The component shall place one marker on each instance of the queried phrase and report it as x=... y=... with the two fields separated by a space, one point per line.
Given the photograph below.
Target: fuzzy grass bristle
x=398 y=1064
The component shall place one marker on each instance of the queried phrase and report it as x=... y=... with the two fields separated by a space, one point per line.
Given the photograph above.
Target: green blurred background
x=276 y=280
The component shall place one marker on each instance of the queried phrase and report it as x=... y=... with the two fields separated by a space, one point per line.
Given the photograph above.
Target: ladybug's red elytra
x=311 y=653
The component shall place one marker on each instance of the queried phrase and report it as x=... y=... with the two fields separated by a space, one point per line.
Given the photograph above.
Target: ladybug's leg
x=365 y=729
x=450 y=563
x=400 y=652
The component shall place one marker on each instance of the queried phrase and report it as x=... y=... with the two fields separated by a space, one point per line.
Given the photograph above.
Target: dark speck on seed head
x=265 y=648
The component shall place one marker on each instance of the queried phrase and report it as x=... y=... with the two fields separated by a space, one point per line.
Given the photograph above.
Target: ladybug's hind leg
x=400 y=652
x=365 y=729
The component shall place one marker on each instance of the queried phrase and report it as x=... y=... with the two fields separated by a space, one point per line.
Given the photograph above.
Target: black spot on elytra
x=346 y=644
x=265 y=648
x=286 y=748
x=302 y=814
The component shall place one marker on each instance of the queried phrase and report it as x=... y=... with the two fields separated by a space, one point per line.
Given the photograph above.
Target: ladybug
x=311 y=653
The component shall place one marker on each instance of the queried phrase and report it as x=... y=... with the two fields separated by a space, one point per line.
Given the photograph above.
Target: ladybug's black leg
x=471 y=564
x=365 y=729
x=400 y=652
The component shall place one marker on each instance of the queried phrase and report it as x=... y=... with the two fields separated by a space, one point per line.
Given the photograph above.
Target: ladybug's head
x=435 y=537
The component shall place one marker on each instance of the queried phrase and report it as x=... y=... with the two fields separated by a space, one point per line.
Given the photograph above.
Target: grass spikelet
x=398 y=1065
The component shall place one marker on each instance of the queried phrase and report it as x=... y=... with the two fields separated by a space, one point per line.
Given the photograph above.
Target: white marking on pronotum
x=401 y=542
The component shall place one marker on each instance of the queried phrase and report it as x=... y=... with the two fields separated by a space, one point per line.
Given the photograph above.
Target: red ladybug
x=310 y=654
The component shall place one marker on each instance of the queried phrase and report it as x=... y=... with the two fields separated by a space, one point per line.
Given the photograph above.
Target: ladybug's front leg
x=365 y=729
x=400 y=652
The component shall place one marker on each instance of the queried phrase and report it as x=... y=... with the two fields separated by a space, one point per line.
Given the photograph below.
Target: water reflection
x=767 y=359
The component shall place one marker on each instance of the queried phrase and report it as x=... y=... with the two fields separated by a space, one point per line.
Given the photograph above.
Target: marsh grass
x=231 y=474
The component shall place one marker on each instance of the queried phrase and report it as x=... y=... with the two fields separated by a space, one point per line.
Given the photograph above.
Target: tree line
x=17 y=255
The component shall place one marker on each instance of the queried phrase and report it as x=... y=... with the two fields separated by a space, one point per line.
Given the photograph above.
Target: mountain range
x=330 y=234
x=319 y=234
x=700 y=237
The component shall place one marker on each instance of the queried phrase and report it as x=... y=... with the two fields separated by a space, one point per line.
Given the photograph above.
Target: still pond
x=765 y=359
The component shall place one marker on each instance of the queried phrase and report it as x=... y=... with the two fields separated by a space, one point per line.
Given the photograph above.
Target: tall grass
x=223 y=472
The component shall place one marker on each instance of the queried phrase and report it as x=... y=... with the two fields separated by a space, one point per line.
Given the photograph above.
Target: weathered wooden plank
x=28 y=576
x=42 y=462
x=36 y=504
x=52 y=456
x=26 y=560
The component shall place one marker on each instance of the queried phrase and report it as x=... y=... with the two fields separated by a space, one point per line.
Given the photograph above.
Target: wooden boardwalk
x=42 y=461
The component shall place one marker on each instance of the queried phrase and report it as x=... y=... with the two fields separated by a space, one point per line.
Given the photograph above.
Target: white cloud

------

Could you update the material above, starting at its first line and ending at the line containing "x=302 y=814", by replacing "elytra" with "wing covers" and leaving everything else unchanged? Return only those lines.

§ **ANSWER FOR THE TASK**:
The component shall place one marker on each instance of the queried phrase and report it as x=... y=... with the two fields separated by a space, one point per line.
Given the photograph below.
Target: fuzzy grass bristle
x=398 y=1064
The component shall place one marker on each instance of the queried phrase and report it as x=... y=... with the two fields separated by a space, one point per line.
Given the photograph above.
Target: green blurred background
x=276 y=280
The component shall place one marker on each instance of the queried phrase and report it as x=... y=... with the two fields separated by a space, one point per line.
Given the photograph above.
Target: ladybug's red wing covers
x=311 y=653
The component shall place one marker on each instance of the queried phrase and report it as x=... y=... with the two fields separated by a space, one point per line.
Given the photograph above.
Target: ladybug's leg
x=365 y=729
x=450 y=563
x=400 y=652
The component shall place one marker on each instance of the queried phrase and report it as x=... y=... with the two fields separated by a space, one point per line.
Given the photograph above.
Target: dark speck on seed head
x=265 y=648
The component shall place one marker on each instance of the queried phrase and report it as x=... y=... with the two fields separated by a space, one point per line.
Given the photograph above.
Target: ladybug's hind leg
x=400 y=652
x=365 y=729
The component shall place one marker on each instance of the queried phrase and report it as x=... y=... with the two fields separated by a space, one point per line.
Given the photograph above.
Target: black spot on wing covers
x=346 y=644
x=265 y=648
x=286 y=748
x=302 y=814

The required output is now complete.